··· Records shown
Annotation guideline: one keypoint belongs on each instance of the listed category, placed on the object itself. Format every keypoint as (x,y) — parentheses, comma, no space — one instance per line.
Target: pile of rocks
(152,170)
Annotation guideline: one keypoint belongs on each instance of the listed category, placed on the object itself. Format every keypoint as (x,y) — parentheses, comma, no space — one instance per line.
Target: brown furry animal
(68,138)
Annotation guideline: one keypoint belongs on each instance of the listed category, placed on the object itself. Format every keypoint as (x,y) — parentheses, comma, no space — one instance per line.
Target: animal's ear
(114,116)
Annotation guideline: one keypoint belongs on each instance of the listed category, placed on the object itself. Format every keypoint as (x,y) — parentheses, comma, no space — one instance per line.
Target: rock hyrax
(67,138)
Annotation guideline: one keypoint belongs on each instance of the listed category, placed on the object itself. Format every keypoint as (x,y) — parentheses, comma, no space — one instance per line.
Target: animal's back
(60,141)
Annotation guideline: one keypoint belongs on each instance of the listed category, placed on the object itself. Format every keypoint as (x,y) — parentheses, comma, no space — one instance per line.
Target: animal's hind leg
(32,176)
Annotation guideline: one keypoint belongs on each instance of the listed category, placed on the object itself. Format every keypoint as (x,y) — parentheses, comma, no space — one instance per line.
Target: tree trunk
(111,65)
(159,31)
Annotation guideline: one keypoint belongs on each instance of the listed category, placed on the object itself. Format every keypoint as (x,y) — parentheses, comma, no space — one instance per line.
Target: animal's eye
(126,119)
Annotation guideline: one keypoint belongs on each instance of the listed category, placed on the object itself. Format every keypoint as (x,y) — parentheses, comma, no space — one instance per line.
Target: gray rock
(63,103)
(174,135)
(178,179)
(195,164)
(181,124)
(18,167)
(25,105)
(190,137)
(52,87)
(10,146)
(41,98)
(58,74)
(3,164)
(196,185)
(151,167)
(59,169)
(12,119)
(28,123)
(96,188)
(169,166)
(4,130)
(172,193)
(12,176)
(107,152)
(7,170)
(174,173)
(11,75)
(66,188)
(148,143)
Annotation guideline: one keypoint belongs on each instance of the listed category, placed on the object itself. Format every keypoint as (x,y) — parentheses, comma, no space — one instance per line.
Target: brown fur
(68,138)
······
How to complete this task: Retype the line containing "Target: animal's hind leg" and all the lines after it, ending with the final line of the material, exactly.

Exercise output:
Target: animal's hind leg
(32,176)
Annotation guideline: one keypoint belongs on each instance of the listed category, placed on the object itself. Format every keypoint as (x,y) — parentheses, comma, no space — one instance per line.
Target: tree trunk
(111,65)
(159,31)
Annotation guideline: one keypoint belongs on each instance of the listed category, placed on the object itself. Format every keypoint as (x,y) — parentheses, comma, no space — one instance per line.
Target: animal's eye
(126,119)
Annotation guideline: one keypoint belongs on each instance of the listed category, placed on the object itself. Format every keypoint as (x,y) — parentheses, comma, no space — one instance per line.
Target: gray rock
(63,103)
(174,135)
(178,179)
(195,164)
(181,124)
(18,167)
(25,105)
(190,137)
(52,87)
(10,146)
(41,98)
(58,74)
(3,164)
(196,185)
(151,167)
(59,169)
(12,119)
(28,123)
(96,188)
(169,166)
(4,130)
(172,193)
(12,176)
(107,152)
(7,170)
(174,173)
(11,75)
(66,188)
(148,143)
Annotation guideline: one keypoint belongs on each instance of the listed category, placed on the object itself. Format every keypoint as (x,y) — parentheses, comma, no space — one instance per line.
Target: brown fur
(68,138)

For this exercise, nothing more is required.